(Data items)
──────────────────────────────

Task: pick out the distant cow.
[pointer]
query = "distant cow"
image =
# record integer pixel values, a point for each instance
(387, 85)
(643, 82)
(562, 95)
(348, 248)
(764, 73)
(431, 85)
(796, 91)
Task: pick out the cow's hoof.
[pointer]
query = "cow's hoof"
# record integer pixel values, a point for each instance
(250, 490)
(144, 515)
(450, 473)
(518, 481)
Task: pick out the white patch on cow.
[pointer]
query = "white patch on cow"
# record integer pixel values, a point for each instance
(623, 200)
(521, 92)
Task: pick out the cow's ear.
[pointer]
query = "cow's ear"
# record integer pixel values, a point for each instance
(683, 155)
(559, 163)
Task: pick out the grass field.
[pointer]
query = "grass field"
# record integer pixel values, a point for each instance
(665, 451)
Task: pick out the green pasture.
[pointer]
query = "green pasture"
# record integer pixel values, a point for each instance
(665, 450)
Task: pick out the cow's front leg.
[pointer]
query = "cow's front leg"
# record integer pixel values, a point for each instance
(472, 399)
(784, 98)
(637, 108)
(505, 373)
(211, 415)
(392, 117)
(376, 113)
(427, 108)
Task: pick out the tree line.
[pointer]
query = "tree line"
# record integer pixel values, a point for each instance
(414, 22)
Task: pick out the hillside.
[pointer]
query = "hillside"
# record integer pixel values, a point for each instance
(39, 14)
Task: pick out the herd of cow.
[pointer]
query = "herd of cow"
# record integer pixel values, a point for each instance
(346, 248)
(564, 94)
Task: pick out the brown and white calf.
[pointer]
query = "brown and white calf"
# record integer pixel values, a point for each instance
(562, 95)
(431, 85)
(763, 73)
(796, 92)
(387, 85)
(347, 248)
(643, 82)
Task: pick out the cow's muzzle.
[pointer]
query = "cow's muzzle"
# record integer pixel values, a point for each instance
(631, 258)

──────────────────────────────

**PROBLEM DETAILS:** Would you please copy all lines in the data that contain the word "herd"?

**SOLUTION TO THE PROBLEM:**
Task: pick out the herd of cow.
query = "herd of cow"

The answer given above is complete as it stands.